• [Document extract]:
=======

The AI Budget Is Out of Control. Here Is How to Fix It.
You approved the AI budget. Engineers are shipping integrations. Everyone is moving fast. And now the quarterly cloud bill has arrived and it looks like a rounding error in someone else’s infrastructure budget became your entire discretionary spend. No production deployment. No measurable outcome. Just API tokens and momentum.
This is the pattern I see most often in organizations that are genuinely trying to build with AI rather than just talk about it. The intent is right. The architecture is wrong.
The Cost Problem Is an Architecture Problem
The default posture for most teams building with AI today is to route everything through frontier cloud models. Every summarization call, every classification task, every retrieval-augmented query goes to the most expensive model available because that is what the tutorial used and nobody changed it. The cost compounds fast. A team running a handful of agentic workflows can burn through tens of thousands of dollars a month on tasks that do not require frontier capability.
The mistake is treating all tasks as equally difficult. They are not. Reformatting a document, generating a structured JSON response from a template, classifying a support ticket into one of twelve categories: none of that requires the same model that you would use to synthesize a 200-page regulatory filing or reason through a novel legal question. When you route indiscriminately, you pay frontier prices for commodity work. That is the source of most AI budget waste.
A Tiered Model Strategy
The solution is a tiered model strategy, and the infrastructure to support it exists today. Open-weight models hosted locally can handle the majority of routine tasks at a fraction of the cost of cloud API calls. Tools like Ollama make local model serving straightforward enough that a single engineer can stand one up in an afternoon. The operational footprint is manageable, and the economics are dramatically different: after the hardware investment, marginal inference cost approaches zero.

=======

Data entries

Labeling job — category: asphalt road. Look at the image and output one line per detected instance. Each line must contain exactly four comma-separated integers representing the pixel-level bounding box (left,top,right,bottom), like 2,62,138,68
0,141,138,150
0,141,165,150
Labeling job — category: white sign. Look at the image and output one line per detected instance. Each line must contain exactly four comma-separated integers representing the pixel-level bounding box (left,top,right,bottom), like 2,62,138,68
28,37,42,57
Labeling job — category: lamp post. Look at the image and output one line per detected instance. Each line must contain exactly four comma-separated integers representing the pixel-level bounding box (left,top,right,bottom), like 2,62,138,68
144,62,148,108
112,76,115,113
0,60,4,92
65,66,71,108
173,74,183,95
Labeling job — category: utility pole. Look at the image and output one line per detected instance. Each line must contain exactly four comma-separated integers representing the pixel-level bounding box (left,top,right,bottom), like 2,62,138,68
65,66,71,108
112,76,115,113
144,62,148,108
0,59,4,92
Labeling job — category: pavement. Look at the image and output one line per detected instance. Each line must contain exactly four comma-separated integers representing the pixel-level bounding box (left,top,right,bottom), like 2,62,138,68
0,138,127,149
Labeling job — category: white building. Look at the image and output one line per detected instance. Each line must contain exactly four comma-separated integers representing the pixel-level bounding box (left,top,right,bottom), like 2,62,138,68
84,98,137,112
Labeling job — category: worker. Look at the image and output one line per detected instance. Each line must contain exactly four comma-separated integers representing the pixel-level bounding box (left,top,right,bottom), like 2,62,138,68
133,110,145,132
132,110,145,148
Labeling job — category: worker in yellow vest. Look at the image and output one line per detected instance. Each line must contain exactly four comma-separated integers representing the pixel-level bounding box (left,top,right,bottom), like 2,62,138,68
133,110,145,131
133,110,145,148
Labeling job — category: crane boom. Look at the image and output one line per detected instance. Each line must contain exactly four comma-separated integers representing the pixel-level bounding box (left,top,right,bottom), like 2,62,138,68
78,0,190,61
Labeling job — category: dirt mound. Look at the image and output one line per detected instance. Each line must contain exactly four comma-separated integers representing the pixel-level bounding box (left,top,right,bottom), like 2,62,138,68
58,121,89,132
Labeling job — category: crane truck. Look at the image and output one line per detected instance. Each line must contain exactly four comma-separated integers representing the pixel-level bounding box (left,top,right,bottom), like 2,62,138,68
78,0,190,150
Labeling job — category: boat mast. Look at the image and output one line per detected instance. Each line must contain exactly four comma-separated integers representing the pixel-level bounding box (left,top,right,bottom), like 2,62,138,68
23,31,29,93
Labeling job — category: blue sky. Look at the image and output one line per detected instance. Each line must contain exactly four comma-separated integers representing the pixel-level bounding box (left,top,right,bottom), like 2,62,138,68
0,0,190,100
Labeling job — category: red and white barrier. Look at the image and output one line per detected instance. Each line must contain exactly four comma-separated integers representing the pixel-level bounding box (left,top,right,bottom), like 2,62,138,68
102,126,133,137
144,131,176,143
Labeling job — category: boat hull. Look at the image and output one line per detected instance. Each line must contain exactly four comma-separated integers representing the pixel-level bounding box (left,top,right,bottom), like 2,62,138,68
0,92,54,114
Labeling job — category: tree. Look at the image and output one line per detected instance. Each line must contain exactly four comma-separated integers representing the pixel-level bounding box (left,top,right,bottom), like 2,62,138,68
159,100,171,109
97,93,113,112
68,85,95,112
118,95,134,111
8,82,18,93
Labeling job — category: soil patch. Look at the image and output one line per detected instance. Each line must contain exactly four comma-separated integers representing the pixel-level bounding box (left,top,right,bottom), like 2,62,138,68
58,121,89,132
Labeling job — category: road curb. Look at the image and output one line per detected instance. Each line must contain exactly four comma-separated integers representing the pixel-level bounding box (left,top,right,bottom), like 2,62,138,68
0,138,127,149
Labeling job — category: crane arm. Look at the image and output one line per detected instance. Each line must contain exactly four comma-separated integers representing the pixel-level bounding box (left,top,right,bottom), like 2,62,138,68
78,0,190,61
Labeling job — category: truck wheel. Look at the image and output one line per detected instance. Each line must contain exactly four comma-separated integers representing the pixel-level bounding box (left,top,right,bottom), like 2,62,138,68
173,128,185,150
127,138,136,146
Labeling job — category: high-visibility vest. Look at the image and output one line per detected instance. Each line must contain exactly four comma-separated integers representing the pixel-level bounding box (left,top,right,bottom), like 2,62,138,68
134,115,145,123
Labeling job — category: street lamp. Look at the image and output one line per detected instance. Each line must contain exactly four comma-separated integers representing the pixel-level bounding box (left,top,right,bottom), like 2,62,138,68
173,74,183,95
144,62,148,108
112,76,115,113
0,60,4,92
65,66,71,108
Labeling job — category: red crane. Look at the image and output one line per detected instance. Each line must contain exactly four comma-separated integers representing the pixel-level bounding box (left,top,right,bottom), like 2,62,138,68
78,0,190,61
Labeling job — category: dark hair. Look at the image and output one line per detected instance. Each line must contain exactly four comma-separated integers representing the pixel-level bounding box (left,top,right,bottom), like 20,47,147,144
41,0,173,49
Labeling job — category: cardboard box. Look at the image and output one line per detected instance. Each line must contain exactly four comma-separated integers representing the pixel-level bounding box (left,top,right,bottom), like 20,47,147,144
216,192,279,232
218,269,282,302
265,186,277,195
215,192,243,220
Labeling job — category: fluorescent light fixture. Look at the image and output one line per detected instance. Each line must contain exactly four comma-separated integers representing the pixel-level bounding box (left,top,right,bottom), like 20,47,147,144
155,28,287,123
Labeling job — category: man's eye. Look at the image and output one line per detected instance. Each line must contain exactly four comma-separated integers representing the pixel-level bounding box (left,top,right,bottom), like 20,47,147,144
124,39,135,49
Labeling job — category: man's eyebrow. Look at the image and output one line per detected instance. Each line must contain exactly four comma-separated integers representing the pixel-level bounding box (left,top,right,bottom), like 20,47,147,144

=======

• [Problems and tasks]:
1 – Answer these from the AI budget article, one line each:
(a) By default, where do most teams building with AI route everything?
(b) Into how many categories does the support-ticket example sort tickets?
(c) Which tool does the article name for serving models locally?
2 – Please sum up the AI budget article in two sentences.
3 – According to the AI budget article, why do routine calls such as summarization and classification end up going to the most expensive model? Answer in one or two sentences.

• [Task solutions]:
1 –
(a) Through frontier cloud models.
(b) Twelve.
(c) Ollama.

2 – AI budgets run out of control because teams send every task to expensive frontier cloud models and pay frontier prices for routine work that doesn't need that capability. The fix is a tiered model strategy, in which locally hosted open-weight models handle most routine tasks far more cheaply.

3 – They go to the most expensive model because the tutorial used it and nobody changed it.